§ **Entries shown**
○ ○ ○ ○ ○
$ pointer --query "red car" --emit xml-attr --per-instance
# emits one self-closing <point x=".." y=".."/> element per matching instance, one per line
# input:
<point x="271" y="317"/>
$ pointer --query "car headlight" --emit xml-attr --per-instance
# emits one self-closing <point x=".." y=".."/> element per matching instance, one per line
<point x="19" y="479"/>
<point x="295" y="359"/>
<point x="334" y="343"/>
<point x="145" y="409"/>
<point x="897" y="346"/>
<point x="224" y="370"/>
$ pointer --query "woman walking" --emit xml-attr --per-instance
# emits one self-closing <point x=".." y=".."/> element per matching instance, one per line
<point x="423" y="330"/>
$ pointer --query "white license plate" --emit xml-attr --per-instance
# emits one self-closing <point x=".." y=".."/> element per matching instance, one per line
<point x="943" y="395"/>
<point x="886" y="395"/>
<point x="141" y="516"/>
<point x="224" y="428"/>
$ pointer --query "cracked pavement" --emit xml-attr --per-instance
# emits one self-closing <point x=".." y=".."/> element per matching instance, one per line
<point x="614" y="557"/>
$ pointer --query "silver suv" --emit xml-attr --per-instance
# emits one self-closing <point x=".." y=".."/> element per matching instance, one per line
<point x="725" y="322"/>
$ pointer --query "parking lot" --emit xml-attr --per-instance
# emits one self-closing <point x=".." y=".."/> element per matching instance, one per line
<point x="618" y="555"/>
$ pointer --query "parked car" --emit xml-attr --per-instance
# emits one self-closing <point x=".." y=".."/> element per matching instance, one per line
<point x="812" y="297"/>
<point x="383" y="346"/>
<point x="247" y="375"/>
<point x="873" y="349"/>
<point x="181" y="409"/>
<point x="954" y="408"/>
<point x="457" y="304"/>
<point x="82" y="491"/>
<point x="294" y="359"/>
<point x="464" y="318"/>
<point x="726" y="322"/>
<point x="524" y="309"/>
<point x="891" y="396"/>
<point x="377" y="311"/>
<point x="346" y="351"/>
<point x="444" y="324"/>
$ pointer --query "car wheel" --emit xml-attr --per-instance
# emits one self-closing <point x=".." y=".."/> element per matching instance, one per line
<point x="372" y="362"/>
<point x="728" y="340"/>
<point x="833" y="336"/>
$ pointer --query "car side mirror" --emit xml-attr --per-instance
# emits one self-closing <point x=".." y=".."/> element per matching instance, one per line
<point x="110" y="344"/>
○ ○ ○ ○ ○
§ **Problem description**
Pull out every line of the material above that contains the string "woman", copying each one in full.

§ **The solution**
$ pointer --query "woman walking" --emit xml-attr --per-instance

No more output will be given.